Your tasks →
1. In the Kindle cover tutorial, how much fabric should be visible on every side once the interfacing is centered?
2. The Kindle cover tutorial says to leave a gap between the end of a heavy ribbon and the raw edge of the fabric. Explain how big that gap is and why.
3. From the Kindle cover tutorial, return the passage between "If you're using any" and "THE NEXT ONE.", inclusive.

Document segment →
# Tutorial: Sew a cloth cover for the Amazon K2 cover (with photos)



## Sanveann (May 16, 2009)

I love the Amazon leather cover for my K2, but I wanted to customize it a bit. So I came up with a tutorial to sew a removable fabric cover for it. Caveat: I am NOT much of a seamstress, and maybe there are easier ways to do some of this, but this is what worked best for me!

You will need:
•	1 piece of fabric, 18½ inches by 9 ¾ inches (a fat quarter is perfect for this!)
•	1 piece of midweight fusible interfacing, 17¼ inches by 8½ inches
•	Any embellishments you want, like ribbon, appliqués, etc.
•	Pins
•	Iron
•	Sewing machine and needle and thread (to match fabric and embellishments)










If you're using any embellishments, first determine where you want them. To do this, fold the cloth in half (so the two short ends meet), and then fold under about 3 inches of the top side (that will be the flap, so you won't want it messing up your idea of where things should go, because it won't be showing.) Pin embellishments in place and sew on. If you're using a heavy ribbon, leave about ¼ inch between the end of the ribbon and the raw edge of the fabric, so the seam allowance isn't too bulky. NOTE: IF YOU'RE USING SOMETHING THAT COULD MELT WHEN IRONED, DO THIS STEP AFTER THE NEXT ONE.










Now, take your interfacing and center it on the wrong side of your fabric (the fusible side, with the dots, should be facing the fabric). There should be 5/8 inch showing on all sides. Make sure it's even! Fuse according to manufacturer's instructions.

Fold over all seams ¼ inch (toward the interfacing) and press. Fold over another 3/8 inch and pin (the top of the fold should be right against the interfacing).










Sew a ¼ inch seam through the middle of the fold. Press again.










Now, fold the two flaps in 2½ inches on each side, so that the right sides of the fabric are together.










Set your Kindle on top to make sure that the back of the cover will be the right size; you don't want more than about 1/8 inch extra fabric on each side. If you have more or less than that, vary the width of your flaps till things are right. Pin in place.










Hand-sew edges of flaps to edge of back piece with a whipstitch, using very tiny, even stitches, and staying as close to the edge of your fabric as possible.

Provided data →
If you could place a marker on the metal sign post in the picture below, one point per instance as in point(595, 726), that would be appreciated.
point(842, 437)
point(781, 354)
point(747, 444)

Task-by-task answers →
1. 5/8 inch should show on all sides.

2. The gap is about ¼ inch. It keeps the seam allowance from getting too bulky.

3.
If you're using any embellishments, first determine where you want them. To do this, fold the cloth in half (so the two short ends meet), and then fold under about 3 inches of the top side (that will be the flap, so you won't want it messing up your idea of where things should go, because it won't be showing.) Pin embellishments in place and sew on. If you're using a heavy ribbon, leave about ¼ inch between the end of the ribbon and the raw edge of the fabric, so the seam allowance isn't too bulky. NOTE: IF YOU'RE USING SOMETHING THAT COULD MELT WHEN IRONED, DO THIS STEP AFTER THE NEXT ONE.